▸ **Request**
Repeat every line of the material, character for character.

— Start of Dataset records —

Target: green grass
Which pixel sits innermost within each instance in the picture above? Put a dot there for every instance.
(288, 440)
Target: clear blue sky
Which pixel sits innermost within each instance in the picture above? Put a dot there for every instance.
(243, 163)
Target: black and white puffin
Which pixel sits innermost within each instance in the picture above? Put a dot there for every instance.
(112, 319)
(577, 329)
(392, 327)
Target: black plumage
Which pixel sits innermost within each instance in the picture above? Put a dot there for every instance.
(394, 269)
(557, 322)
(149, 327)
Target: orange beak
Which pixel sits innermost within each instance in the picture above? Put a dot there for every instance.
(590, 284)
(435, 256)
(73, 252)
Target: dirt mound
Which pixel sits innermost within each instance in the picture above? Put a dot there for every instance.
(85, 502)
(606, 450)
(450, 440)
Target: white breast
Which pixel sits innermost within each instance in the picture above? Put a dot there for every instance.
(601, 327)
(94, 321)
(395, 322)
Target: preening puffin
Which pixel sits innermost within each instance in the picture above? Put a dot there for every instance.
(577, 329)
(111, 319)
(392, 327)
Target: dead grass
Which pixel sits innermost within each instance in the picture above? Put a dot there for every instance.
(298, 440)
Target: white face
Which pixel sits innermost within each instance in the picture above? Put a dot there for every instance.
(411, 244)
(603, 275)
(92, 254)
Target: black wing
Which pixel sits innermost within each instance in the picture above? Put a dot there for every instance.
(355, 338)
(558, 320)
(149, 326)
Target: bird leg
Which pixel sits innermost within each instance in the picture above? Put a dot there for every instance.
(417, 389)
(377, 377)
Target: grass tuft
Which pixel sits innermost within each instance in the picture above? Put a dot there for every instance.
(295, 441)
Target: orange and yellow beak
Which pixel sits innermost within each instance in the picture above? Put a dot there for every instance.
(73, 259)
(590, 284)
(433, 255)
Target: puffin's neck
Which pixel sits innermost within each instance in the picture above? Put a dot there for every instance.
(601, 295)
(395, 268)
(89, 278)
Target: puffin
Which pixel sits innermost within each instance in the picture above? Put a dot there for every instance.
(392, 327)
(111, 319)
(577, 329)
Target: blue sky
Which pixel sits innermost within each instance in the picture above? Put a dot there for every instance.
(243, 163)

— End of Dataset records —

▸ **Output**
Target: green grass
Which pixel sits innermost within each instance in the picture above? Put a dot there for every instance.
(288, 440)
Target: clear blue sky
Which pixel sits innermost within each instance in the picture above? Put a dot there for every instance.
(243, 163)
Target: black and white puffin
Which pixel sits innermost within each instance in the picture above? Put a dot there for every instance.
(112, 319)
(577, 329)
(392, 327)
Target: black plumage
Which pixel sits innermost within each instance in the picture above? Put a dot there for every instance.
(394, 269)
(557, 322)
(149, 327)
Target: orange beak
Which pixel sits innermost within each instance in the picture above? Put a dot there for every instance.
(590, 284)
(435, 256)
(73, 252)
Target: dirt mound
Which pixel sits innermost within each instance in the picture above? Put a dot there for every instance.
(85, 502)
(606, 450)
(450, 440)
Target: white breast
Which pixel sits innermost within each instance in the picture above? Put a dot there for every instance.
(601, 327)
(94, 321)
(395, 322)
Target: preening puffin
Which pixel sits innermost within each instance in the picture above? Put a dot there for every instance.
(577, 329)
(111, 319)
(392, 327)
Target: dead grass
Which pixel sits innermost within each instance in the picture above? Put a dot there for every instance.
(298, 440)
Target: white face
Which pixel sits innermost within each instance in the picture above? Put a dot there for every instance.
(411, 244)
(603, 275)
(92, 254)
Target: black wing
Which pixel sits innermost within each instance in the picture above? Put a dot there for every instance.
(355, 338)
(558, 320)
(149, 326)
Target: bird leg
Which pixel sits innermost within each instance in the picture above? Put a dot there for every instance.
(417, 389)
(377, 377)
Target: grass tuft
Which pixel sits innermost within each instance in the picture above? Put a dot there for every instance.
(295, 441)
Target: orange and yellow beak
Which pixel sits innermost within each instance in the picture above? Put a dot there for every instance.
(73, 259)
(590, 284)
(433, 255)
Target: puffin's neck
Which pixel sits innermost within each instance in the picture above? Put a dot there for every instance.
(601, 295)
(395, 268)
(89, 278)
Target: puffin
Which pixel sits innermost within each instance in the picture above? Put a dot there for every instance.
(392, 327)
(111, 319)
(577, 329)
Target: blue sky
Which pixel sits innermost within each instance in the picture above? Put a dot there for every instance.
(243, 163)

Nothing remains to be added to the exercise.